Information given:
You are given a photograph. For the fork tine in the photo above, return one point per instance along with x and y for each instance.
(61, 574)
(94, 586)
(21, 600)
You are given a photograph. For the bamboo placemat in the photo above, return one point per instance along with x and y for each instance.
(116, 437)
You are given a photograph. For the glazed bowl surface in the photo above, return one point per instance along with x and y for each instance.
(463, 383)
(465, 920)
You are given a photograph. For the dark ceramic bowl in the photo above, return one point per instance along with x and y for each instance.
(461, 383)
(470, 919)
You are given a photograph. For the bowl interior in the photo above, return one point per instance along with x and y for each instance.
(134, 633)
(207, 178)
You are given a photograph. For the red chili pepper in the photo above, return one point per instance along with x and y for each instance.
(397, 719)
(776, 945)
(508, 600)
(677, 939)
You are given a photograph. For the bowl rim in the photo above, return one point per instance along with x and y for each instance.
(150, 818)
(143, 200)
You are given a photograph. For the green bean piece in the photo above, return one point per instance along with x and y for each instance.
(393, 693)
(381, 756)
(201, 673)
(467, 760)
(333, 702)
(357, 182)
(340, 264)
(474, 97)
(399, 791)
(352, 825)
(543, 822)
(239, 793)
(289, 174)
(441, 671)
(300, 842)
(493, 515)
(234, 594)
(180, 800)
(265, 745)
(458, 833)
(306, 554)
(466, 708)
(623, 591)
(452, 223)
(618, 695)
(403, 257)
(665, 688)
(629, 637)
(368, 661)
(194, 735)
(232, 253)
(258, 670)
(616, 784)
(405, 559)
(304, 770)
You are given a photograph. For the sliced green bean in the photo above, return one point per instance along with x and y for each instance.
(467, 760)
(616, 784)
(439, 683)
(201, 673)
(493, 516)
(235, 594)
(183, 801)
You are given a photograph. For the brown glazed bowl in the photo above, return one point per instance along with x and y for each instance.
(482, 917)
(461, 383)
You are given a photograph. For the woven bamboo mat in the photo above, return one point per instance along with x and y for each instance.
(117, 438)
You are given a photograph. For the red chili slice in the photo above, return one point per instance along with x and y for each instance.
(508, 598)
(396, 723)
---
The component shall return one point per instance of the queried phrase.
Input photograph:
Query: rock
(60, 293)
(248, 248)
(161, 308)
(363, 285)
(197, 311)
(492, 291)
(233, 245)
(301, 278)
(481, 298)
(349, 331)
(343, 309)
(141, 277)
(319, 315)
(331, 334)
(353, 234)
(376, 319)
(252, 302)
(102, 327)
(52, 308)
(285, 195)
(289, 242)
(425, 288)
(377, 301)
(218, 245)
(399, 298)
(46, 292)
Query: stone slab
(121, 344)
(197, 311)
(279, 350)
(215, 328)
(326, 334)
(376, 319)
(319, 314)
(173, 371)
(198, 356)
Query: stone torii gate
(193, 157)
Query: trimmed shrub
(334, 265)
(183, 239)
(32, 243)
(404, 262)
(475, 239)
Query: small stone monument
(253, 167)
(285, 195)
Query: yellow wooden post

The task: Transcribe the stretch from the line that contains "The component shall" through the line that contains "Query: yellow wooden post", both ends included, without any change.

Solution for this exercise:
The component shall return one point per instance of the queried phrase.
Input photograph:
Query: rock
(60, 293)
(248, 248)
(161, 308)
(363, 285)
(197, 311)
(492, 291)
(233, 245)
(301, 278)
(481, 298)
(349, 331)
(343, 309)
(141, 277)
(319, 315)
(331, 334)
(353, 234)
(376, 319)
(252, 302)
(102, 327)
(52, 308)
(285, 195)
(289, 242)
(425, 288)
(377, 301)
(218, 245)
(399, 298)
(46, 292)
Query: stone slab
(121, 344)
(197, 311)
(279, 350)
(215, 328)
(326, 334)
(376, 319)
(319, 314)
(173, 371)
(198, 356)
Query: stone torii gate
(193, 157)
Query: trimmed shrub
(334, 265)
(183, 239)
(32, 243)
(404, 262)
(475, 239)
Query: small stone monument
(253, 167)
(285, 195)
Query: yellow wooden post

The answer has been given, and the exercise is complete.